_ФРАГМЕНТ ДОКУМЕНТА:_
Информация:

ВВОДЫ (межсезонное отступление №1)

Рассказав о тридцати трех сезонах, я почти не коснулась темы актёрских вводов. Кроме тех случаев, когда Валерий Романович вводя в спектакль новых актёров менял весь спектакль. Так «Калигула» с Виктором Авиловом и «Калигула» с Олегом Леушиным – это два разных спектакля. «Калигула» 1989 года – это режиссёрское предвиденье надвигающегося хаоса, это леденящее дыхание 90-х, которые многие не переживут. «Калигула» 1999 года – это история о том, чем пришлось платить тем, кто выжил в эти самые 90-е – «и выжившие позавидуют мёртвым».

Нынешнее отступление - о тех уникальных случаях, когда актёру в театре на Юго-Западе со временем доводится сыграть несколько ролей в одном и том же действующем спектакле. К примеру, Карина Дымонт в «Мастере и Маргарите» блеснула в смешных эпизодах с курьершей-телеграфисткой, потом превратилась в Геллу, и только потом в Маргариту. Театральная судьба заставила актрису сначала вжиться в роль характерной эпизодницы, потом ведьмы, и только потом королевы. Истинная королева должна уметь нутром чувствовать нужды своих подданных. Можно было бы списать все эти пертурбации на случай, но всё же будем исходить из того, что ничто в жизни не случайно. Сама Карина говорит, что ни одна роль не выпадала ей просто так. Всегда случались жизненные параллели, а то и жизненные коллизии, которые работа над ролью помогала разрешить .

Подобная история произошла и с Игорем Китаевым в спектакле «На дне». Началось с роли Татарина, потом – Актёр, потом – Барон, и, наконец, – Лука. То есть сначала артист был изгоем с верхних ярусов, больше свидетелем, чем участником происходящего. В его Актёре была почти детская обида на несовершенство мира, алкогольный перфекционизм. «Талант нужен, талант!» Виктор Авилов в этой роли играл усталость, изнуряющую усталость, которую не победить волей. Игорь Китаев в этой ситуации играл человека на грани безумия, его Актер ставил на себе точку, не в силах с этим справиться. Потом была роль Барона, Барон Китаева был самым добродушным персонажем в ночлежке, он всему удивлялся – даже тому, как он оказался в этой ночлежке, удивлялся головокружительной переменчивости собственной жизни и своей же неспособности понять смысл этих перемен. Его страданием был вопрос: «Ведь для чего-то я родился?». Волею Мельпомены получив роль «проходящего, странствующего», Китаев внёс в роль Луки нечто глубинное и инфернальное. Утешая или споря с обитателями ночлежки, он уже предвидел их дальнейшую судьбу, не в силах её изменить, и он не захотел в этом участвовать. Помог, чем мог, как говорится. Вот такой личный квест был у актёра Игоря Китаева.

_ПЕРЕЧЕНЬ:_
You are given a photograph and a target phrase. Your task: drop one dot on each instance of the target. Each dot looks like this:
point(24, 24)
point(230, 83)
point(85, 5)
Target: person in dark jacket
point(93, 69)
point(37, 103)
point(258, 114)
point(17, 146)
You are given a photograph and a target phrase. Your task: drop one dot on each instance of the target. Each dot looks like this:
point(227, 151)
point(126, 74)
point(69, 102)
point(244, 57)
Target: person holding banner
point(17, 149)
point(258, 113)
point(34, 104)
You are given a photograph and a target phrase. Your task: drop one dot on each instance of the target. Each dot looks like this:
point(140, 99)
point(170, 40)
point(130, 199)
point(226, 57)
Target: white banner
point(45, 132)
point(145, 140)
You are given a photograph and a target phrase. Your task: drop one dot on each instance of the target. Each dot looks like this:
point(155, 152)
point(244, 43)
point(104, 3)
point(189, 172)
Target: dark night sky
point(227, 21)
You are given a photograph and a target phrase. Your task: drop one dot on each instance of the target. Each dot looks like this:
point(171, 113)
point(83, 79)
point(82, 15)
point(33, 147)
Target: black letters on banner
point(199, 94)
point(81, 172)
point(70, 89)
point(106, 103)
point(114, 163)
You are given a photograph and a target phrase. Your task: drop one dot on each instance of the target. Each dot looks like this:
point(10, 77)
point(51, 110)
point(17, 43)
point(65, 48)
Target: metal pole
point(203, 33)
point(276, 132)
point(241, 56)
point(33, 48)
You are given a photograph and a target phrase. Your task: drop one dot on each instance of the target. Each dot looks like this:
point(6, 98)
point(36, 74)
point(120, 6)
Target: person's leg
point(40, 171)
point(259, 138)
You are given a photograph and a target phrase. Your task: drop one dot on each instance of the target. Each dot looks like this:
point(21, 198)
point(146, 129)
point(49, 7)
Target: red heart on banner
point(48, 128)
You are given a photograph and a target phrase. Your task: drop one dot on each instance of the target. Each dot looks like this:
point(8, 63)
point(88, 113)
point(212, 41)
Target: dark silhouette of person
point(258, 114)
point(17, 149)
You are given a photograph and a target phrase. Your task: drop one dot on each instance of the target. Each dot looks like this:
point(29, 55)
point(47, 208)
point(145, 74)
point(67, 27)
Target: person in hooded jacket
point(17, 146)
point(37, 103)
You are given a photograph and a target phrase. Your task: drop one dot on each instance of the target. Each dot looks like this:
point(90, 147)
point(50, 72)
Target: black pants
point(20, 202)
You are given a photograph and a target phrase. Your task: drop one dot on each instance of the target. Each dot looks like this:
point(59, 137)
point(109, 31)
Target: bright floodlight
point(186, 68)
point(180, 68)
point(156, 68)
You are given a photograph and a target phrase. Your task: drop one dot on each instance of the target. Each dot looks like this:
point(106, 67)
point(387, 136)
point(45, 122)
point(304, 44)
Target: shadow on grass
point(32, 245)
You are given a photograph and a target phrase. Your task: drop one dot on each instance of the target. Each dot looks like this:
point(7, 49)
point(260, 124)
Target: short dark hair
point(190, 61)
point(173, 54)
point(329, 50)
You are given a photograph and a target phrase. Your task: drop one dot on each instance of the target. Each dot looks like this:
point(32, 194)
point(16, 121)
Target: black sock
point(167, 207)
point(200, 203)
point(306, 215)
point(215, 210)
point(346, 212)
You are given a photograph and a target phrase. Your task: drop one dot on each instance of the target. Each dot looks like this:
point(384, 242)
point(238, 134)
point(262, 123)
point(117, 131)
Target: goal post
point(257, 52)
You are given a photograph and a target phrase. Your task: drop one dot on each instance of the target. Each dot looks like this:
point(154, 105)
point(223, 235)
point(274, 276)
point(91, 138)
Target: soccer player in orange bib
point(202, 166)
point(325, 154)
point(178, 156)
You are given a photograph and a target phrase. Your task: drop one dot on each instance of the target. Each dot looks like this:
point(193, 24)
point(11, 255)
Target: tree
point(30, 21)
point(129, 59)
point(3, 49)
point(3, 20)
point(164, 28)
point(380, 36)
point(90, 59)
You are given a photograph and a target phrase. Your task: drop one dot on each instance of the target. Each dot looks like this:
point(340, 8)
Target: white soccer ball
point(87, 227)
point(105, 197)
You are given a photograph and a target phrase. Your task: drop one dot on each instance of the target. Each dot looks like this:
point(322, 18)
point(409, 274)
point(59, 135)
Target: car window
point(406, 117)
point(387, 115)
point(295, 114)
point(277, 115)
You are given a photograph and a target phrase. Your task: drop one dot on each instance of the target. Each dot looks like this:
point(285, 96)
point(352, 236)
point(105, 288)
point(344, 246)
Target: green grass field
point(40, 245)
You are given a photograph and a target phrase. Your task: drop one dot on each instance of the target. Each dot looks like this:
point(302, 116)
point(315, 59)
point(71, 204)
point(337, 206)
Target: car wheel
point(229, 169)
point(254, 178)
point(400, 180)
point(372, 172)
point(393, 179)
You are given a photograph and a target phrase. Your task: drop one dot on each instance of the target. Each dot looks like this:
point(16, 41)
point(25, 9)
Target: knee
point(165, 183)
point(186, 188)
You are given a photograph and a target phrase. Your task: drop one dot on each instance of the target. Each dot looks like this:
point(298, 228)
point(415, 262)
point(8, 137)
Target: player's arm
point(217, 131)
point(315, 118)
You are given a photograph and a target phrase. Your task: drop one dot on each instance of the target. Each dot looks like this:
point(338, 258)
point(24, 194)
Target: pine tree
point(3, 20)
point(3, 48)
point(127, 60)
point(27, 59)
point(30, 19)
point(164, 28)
---
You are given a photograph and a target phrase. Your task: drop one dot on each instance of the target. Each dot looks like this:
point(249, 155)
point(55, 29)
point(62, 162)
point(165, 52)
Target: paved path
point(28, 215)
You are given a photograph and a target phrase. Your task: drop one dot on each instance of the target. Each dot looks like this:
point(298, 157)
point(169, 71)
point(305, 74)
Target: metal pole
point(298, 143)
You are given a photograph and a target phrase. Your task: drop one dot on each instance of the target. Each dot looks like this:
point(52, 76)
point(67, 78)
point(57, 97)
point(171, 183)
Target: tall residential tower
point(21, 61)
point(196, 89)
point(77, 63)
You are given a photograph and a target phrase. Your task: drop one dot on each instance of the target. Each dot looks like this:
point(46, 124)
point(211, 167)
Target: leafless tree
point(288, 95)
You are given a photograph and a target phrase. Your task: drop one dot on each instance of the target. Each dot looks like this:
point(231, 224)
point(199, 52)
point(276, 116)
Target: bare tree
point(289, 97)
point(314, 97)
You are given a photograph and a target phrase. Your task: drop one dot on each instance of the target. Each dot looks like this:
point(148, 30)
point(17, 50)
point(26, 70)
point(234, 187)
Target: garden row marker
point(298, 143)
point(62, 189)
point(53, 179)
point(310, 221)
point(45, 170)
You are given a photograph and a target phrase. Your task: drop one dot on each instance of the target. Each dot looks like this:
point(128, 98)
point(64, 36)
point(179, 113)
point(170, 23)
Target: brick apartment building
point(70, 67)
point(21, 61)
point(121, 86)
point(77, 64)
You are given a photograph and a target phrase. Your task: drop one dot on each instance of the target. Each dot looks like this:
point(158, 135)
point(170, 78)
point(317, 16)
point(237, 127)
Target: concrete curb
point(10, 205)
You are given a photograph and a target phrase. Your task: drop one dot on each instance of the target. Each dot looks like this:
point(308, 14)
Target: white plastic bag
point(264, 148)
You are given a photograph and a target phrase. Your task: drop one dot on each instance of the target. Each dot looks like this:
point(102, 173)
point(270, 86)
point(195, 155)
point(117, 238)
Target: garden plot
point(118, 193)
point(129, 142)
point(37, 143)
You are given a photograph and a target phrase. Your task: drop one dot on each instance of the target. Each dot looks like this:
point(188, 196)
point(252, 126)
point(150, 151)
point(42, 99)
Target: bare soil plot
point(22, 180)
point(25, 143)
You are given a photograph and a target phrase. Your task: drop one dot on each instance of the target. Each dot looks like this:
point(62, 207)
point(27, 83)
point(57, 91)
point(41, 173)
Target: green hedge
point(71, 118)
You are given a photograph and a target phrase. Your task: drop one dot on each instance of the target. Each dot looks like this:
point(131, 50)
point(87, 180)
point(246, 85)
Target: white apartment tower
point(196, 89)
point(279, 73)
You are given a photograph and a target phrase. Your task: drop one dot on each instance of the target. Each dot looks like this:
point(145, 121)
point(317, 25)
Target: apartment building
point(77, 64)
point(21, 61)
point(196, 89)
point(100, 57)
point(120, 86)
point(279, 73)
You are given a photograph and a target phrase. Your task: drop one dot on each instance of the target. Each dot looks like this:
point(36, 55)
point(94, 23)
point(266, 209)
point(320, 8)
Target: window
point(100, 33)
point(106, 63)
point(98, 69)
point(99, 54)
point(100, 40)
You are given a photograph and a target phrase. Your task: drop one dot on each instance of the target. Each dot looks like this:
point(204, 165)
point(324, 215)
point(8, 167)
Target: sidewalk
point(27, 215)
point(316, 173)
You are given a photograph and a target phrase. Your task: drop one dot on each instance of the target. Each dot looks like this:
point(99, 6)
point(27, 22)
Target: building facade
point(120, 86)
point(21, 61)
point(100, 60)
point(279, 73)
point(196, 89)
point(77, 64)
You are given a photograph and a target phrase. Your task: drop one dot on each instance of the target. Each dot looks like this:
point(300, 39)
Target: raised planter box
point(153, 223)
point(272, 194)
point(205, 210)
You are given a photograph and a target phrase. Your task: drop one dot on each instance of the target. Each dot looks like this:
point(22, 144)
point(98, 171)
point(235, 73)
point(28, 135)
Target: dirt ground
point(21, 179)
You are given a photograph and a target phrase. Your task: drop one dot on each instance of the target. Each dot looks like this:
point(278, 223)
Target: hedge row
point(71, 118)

_ЗАДАНИЕ 1:_ Перепишите из текста об актёрских вводах отрывок от «Нынешнее отступление - о» до «помогала разрешить .».
_ЗАДАНИЕ 2:_ Почему, согласно тексту об актёрских вводах, «Калигула» с Виктором Авиловым и «Калигула» с Олегом Леушиным — это два разных спектакля?
_ЗАДАНИЕ 3:_ Допишите следующую часть текста об актёрских вводах, начав сразу после его последнего предложения.

_ОЖИДАЕМЫЙ ОТВЕТ 1:_
Нынешнее отступление - о тех уникальных случаях, когда актёру в театре на Юго-Западе со временем доводится сыграть несколько ролей в одном и том же действующем спектакле. К примеру, Карина Дымонт в «Мастере и Маргарите» блеснула в смешных эпизодах с курьершей-телеграфисткой, потом превратилась в Геллу, и только потом в Маргариту. Театральная судьба заставила актрису сначала вжиться в роль характерной эпизодницы, потом ведьмы, и только потом королевы. Истинная королева должна уметь нутром чувствовать нужды своих подданных. Можно было бы списать все эти пертурбации на случай, но всё же будем исходить из того, что ничто в жизни не случайно. Сама Карина говорит, что ни одна роль не выпадала ей просто так. Всегда случались жизненные параллели, а то и жизненные коллизии, которые работа над ролью помогала разрешить .

_ОЖИДАЕМЫЙ ОТВЕТ 2:_ Вводя в спектакль новых актёров, Валерий Романович менял весь спектакль. «Калигула» 1989 года был режиссёрским предвидением надвигающегося хаоса 90-х. «Калигула» 1999 года рассказывал о том, чем пришлось платить тем, кто выжил в эти 90-е.

_ОЖИДАЕМЫЙ ОТВЕТ 3:_
Однако есть на эту тему история ещё увлекательнее: Леушин и Гоголь.

В спектакле «Женитьба» Олегу Леушину довелось сыграть обе заглавные роли: и Подколесина, и Кочкарева. Только вдумайтесь: это два противоположных характера, два диаметрально противоположных подхода к жизни. Или ты интроверт, или ты экстраверт. Или ты плывёшь по течению или ты упорно гребёшь против него. Или ты склонен к медитации, или в военным действиям. Или ты трудоголик, или ты лентяй. Или ты ведущий, или ты ведомый. Олегу Леушину пришлось отыскать в себе и того, и другого. Древние считали, что человек способный сдвигать свою точку сборки обретает большую жизненную силу. Не обладающий подобной способностью так и думает о себе, что он по жизни – или Арлекин или Пьеро, забывая, что это всего лишь маски, а не судьба.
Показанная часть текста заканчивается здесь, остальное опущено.